▶ _CONSIGNES_
a: D'après le texte sur la boost au Burundi, combien d'usagers sont morts d'une overdose depuis janvier 2018 ?
b: Réécrivez le texte sur la boost au Burundi depuis « C’est une maman » jusqu'à « cette mère, déçue. », en substituant « violente » à « agressive ».
c: Rédigez la suite du texte sur la boost au Burundi, à partir de sa dernière phrase.

▶ _TEXTE_

_ _ _ _ _ _ _

Issue de déchets d’héroïne, cette drogue dure est en train de décimer la jeunesse burundaise. Elle a déjà fauché 13 vies depuis le début de cette année.
Plus de 1.200 jeunes âgés de 10 à 30 ans, pour la plupart, ont avoués prendre la boost, selon une étude récente. 24 nouveaux consommateurs chaque jour sont enregistrés.
Inhalée, injectée ou fumée et sous forme d’une poudre jaunâtre solidifiée, cette héroïne mélangée avec des médicaments (quinine, paracétamol, etc.) crée une dépendance extrême.
E.M., 48 ans, est un des usagers de la boost, depuis plus de 25 ans. D’une maigreur squelettique, yeux rougeâtres, voix rauque… il ne peut plus vivre sans sa dose. Il affirme que dans un groupe de dix « junkies » avec lequel il a commencé, deux sont toujours vivants. Tous les autres en ont succombé.
D’après ce toxicomane, la boost crée une dépendance totale. Deux jours sans, bonjour la diarrhée, vomissements… « Tous les moyens sont bons pour avoir sa dose. » A un moment donné, Il a vendu tous ses biens jusqu’à son dernier vêtement pour pouvoir se payer la dose de trois petites boules par jour, l’unité coûtant 5.000 BIF.
E.M. confie que plusieurs adolescents vivent dans la même situation aujourd’hui.
C’est une maman des plus désespérée qui confie que sa fille s’adonne à la boost, depuis des mois. Jadis sage, intelligente, sa fille est aujourd’hui agressive, voleuse. Maigre, sale… elle rentre rarement à la maison. L’argent et d’autres objets de la maison disparaissent. « J’attendais beaucoup d’elle… », Confie cette mère, déçue.
Des chiffres qui font froid dans le dos
1.247 jeunes ont avoué consommer la boost depuis début janvier 2018, d’après Eric Nsengiyumva, président du conseil consultatif de l’Association des anciens usagers des drogues (Bapud). 13 usagers sont morts de l’overdose depuis janvier 2018.
Sur 127 usagers de drogues injectables, 25% souffrent des maladies chroniques. Plus de 10% ont le VIH sida, soit dix fois plus que le taux de prévalence de la population générale (0,9 %). Plus de 14% souffrent de l’hépatite, d’après une étude réalisée en 2017. Des chiffres annoncés dans une conférence de presse animée vendredi 14 décembre par le collectif Yaga et Bapud.

_ _ _ _ _ _ _

▶ _LISTE DES DONNÉES_
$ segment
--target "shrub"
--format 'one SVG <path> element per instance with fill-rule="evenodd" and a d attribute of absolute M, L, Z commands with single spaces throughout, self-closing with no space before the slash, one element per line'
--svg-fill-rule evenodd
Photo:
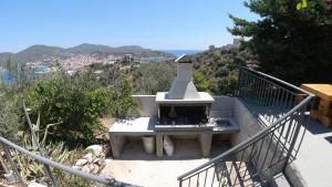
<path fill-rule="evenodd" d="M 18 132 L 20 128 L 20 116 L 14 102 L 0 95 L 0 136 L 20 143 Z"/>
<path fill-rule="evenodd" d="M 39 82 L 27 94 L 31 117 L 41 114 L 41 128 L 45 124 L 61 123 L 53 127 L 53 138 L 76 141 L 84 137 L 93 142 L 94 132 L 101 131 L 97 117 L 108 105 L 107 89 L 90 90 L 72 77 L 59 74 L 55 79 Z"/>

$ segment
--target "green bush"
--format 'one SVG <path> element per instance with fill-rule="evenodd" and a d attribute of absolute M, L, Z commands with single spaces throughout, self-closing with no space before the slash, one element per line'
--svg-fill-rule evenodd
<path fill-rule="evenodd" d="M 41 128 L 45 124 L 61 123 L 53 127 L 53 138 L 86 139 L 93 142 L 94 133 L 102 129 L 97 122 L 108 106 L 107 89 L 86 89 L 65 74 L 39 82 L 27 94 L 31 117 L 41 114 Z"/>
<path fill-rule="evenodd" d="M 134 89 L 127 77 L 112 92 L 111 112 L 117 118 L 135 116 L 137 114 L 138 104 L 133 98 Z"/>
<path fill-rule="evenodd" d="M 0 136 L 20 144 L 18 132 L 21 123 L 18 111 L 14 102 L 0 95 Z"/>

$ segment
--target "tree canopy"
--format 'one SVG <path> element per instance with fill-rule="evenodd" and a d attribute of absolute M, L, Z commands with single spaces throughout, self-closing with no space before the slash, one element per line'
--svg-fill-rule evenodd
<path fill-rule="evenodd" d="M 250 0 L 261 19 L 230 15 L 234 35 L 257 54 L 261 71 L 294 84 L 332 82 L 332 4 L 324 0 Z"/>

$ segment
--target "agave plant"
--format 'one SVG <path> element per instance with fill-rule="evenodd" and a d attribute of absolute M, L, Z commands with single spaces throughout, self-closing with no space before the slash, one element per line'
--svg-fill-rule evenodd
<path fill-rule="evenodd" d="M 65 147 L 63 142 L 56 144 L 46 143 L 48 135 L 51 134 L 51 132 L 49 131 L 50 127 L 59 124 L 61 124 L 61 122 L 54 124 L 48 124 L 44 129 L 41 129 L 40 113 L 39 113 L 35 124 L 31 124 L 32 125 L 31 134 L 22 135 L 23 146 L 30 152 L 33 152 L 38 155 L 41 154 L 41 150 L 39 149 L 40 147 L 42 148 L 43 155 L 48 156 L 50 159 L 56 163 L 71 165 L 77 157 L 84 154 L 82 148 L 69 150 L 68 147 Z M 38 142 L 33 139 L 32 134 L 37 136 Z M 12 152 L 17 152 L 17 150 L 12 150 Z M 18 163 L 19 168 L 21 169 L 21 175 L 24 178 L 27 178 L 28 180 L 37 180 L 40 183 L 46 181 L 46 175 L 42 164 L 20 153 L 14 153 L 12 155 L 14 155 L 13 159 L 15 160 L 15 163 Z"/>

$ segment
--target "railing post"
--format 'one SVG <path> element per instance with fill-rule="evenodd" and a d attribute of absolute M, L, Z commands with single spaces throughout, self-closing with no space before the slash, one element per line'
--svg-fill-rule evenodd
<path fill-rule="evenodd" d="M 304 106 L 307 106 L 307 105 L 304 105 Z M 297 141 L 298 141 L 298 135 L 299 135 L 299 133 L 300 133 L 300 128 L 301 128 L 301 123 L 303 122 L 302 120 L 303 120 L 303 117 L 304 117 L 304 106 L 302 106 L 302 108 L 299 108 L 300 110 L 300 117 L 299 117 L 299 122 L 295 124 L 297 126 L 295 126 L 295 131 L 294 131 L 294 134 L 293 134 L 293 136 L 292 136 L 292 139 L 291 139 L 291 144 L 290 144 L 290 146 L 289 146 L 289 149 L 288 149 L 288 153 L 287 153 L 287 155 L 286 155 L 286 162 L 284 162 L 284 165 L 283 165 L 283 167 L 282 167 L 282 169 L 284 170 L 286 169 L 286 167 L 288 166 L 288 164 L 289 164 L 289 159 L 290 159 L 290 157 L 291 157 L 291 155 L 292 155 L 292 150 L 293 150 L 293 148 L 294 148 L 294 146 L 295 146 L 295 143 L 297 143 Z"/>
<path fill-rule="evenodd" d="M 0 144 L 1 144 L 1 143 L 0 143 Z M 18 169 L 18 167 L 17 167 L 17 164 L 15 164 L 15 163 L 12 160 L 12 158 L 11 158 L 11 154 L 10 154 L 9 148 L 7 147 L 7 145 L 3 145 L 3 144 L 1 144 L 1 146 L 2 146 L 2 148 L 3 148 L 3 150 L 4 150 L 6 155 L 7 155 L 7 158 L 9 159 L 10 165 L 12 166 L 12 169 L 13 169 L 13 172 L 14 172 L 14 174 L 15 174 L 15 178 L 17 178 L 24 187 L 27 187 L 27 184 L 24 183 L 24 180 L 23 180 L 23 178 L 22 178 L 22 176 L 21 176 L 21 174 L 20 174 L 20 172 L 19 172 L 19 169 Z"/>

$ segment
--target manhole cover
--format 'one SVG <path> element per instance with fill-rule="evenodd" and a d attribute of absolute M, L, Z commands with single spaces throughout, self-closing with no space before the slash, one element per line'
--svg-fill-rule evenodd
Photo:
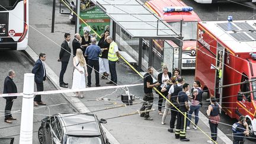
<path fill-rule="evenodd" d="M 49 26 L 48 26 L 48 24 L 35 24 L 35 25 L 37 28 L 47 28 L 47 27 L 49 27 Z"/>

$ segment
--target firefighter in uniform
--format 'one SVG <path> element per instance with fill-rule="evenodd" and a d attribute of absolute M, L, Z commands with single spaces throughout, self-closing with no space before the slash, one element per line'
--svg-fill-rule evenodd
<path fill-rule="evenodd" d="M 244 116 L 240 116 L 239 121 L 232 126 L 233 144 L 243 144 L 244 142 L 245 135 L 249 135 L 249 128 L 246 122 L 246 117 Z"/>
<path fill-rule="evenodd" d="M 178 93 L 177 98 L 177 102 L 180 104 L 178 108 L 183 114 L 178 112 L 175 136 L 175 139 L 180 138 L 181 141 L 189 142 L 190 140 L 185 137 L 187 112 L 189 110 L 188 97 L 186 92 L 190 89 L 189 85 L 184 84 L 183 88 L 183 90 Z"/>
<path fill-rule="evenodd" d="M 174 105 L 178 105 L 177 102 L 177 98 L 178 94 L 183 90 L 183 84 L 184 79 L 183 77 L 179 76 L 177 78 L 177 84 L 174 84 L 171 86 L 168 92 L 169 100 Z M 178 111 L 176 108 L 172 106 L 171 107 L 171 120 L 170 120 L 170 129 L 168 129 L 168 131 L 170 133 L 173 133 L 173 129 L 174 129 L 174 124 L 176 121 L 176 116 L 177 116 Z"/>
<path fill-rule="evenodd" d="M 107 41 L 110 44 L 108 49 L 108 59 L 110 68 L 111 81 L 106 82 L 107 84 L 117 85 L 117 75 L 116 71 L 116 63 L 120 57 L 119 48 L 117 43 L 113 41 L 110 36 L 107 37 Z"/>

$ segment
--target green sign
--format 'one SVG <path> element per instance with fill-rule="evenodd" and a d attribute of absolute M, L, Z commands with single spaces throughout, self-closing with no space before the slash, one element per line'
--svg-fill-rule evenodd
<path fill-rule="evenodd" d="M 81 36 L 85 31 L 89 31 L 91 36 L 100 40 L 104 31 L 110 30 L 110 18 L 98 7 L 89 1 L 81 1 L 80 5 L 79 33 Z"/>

_ _ _ _ _ _ _

▶ _CORRIGÉ_
a: 13 usagers.

b:
C’est une maman des plus désespérée qui confie que sa fille s’adonne à la boost, depuis des mois. Jadis sage, intelligente, sa fille est aujourd’hui violente, voleuse. Maigre, sale… elle rentre rarement à la maison. L’argent et d’autres objets de la maison disparaissent. « J’attendais beaucoup d’elle… », Confie cette mère, déçue.

c:
M. Nsengiyumva relève deux principaux défis : l’absence de centre de désintoxication au Burundi et l’interdiction du médicament de substitution, la méthadone. Elle permet aux personnes dépendantes à l’héroïne ou d’autres opiacés de stopper leur consommation sans ressentir les effets du manque et réduit les risques liés à leur consommation.
Selon cet ancien toxicomane, la boost consommée au Burundi provient du Pakistan et d’Afghanistan pour transiter par Dar es Salam ou Mombassa. Elle arrive au Burundi par voie routière ou aérienne. Il demande le renforcement des moyens pour traquer les trafiquants.
Cette drogue plus dure est consommée essentiellement dans les milieux scolaires et sur les « ligalas » (rassemblement des jeunes désœuvrés du quartier), d’après Eric Nsengiyumva. Cannabis, ecstasy, héroïne ou boost et cocaïne constituent le répertoire des drogues consommés au Burundi.
Yvonne Kamikazi, présidente de l’Association burundaise des étudiants en médecine (Abem), prévient sur les risques liés à la consommation de ces drogues : « Elles perturbent le cerveau, entraînent des problèmes cardiaques, la contraction des vaisseaux sanguins, l’irrégularité du rythme cardiaque et l’hypertension artérielle. » Les usagers de drogues injectables sont sujets aux maladies chroniques (VIH et hépatite). « L’overdose conduit presque inévitablement à la mort », conclut ce médecin en herbe.